DO THIS ::
Copy each line exactly. Leave nothing out.

LISTED ENTRIES ::

────────

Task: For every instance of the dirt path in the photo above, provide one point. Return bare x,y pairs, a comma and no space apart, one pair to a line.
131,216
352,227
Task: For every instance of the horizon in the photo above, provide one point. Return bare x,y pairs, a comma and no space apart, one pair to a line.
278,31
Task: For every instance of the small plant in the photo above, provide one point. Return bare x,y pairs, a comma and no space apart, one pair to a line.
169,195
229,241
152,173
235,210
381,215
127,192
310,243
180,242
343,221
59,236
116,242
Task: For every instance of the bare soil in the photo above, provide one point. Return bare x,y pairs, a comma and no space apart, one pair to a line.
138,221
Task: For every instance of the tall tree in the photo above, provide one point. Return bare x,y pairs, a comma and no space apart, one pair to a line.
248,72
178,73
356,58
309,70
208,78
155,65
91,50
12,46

────────

SOLUTION TO THIS EXERCISE ::
Task: For every instance of the dirt path in the photo above, provide one point. Return bare x,y pairs, a comma and no space apart, one pair to a line.
131,216
352,227
Task: For every instance of the horizon in the photo above, provide one point. Return bare x,y pairs, a comma and no space apart, one pair to a line.
278,31
Task: For every instance of the small plant in the photo above, provide one point. Return bare x,y pairs, a comma and no space apart, one pair to a line.
169,195
229,241
152,173
235,210
381,215
127,192
310,243
180,242
343,221
59,236
116,242
Task: For every instance of the bare soil in the photo above, provide one point. Return bare x,y pairs, a comma and no space apart, one pair to a line.
138,221
Task: For every instance of the tall tree in the photo above, provide one point. Return bare x,y pairs, a comma and no space apart, one pair to a line.
248,72
178,73
356,58
309,70
208,78
155,65
91,50
12,46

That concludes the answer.